> **SOURCE DOCUMENT**
## START

There's another one I like, which is actually developed in the U.S.
where you actually just have an arc of yellow that represents the sun.
And then like little dots for the planets and then the large one
that represents the earth.
And so there are other science flags out there.
Some of them are geometric patterns with different colors
to represent the arrangement of earth and the solar system.
But no, there are planetary flags out there already.
Now, do you fly them on Earth Day?
Do you fly an Earth Day flag?
So I have I have one of these science earth flags, and I will fly it
on days related to science.
Really?
Like what are their science days?
Are they?
Oh, I'm trying to remember.
There was a there was a walk for science.
I think I think maybe I had Madame Curie's birthday or maybe
when the Nobel Awards go out or maybe when the Voyager
probe anniversary or something like that.
I'd fly that flag.
Man, I'm just going to start having to get flags now.
Did you know that National Moth Week is the last week of July?
Because now you do.
I just went to see if there are any moth themed flags out there.

## END

> **RECORDED DATA**
## START

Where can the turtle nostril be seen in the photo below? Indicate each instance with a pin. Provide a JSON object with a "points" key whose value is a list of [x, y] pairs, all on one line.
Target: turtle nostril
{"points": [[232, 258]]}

## END

> **TO DO**
[1] Rewrite a stretch of the transcript, putting "Pioneer" in place of "Voyager". Start at the words "Now, do you" and end after "get flags now.".
[2] List every occasion the transcript mentions as a possible day for flying the science earth flag.
[3] Answer these questions from the transcript.
(a) What color is the arc that represents the sun on the flag developed in the U.S.?
(b) On that same flag, what does the large dot represent?
(c) When is National Moth Week?
You can leave the lines aside; the transcript is all you need.

> **ANSWERS BELOW**
[1]
Now, do you fly them on Earth Day?
Do you fly an Earth Day flag?
So I have I have one of these science earth flags, and I will fly it
on days related to science.
Really?
Like what are their science days?
Are they?
Oh, I'm trying to remember.
There was a there was a walk for science.
I think I think maybe I had Madame Curie's birthday or maybe
when the Nobel Awards go out or maybe when the Pioneer
probe anniversary or something like that.
I'd fly that flag.
Man, I'm just going to start having to get flags now.

[2]
- A walk for science
- Madame Curie's birthday
- When the Nobel Awards go out
- The Voyager probe anniversary

[3]
(a) Yellow
(b) The earth
(c) The last week of July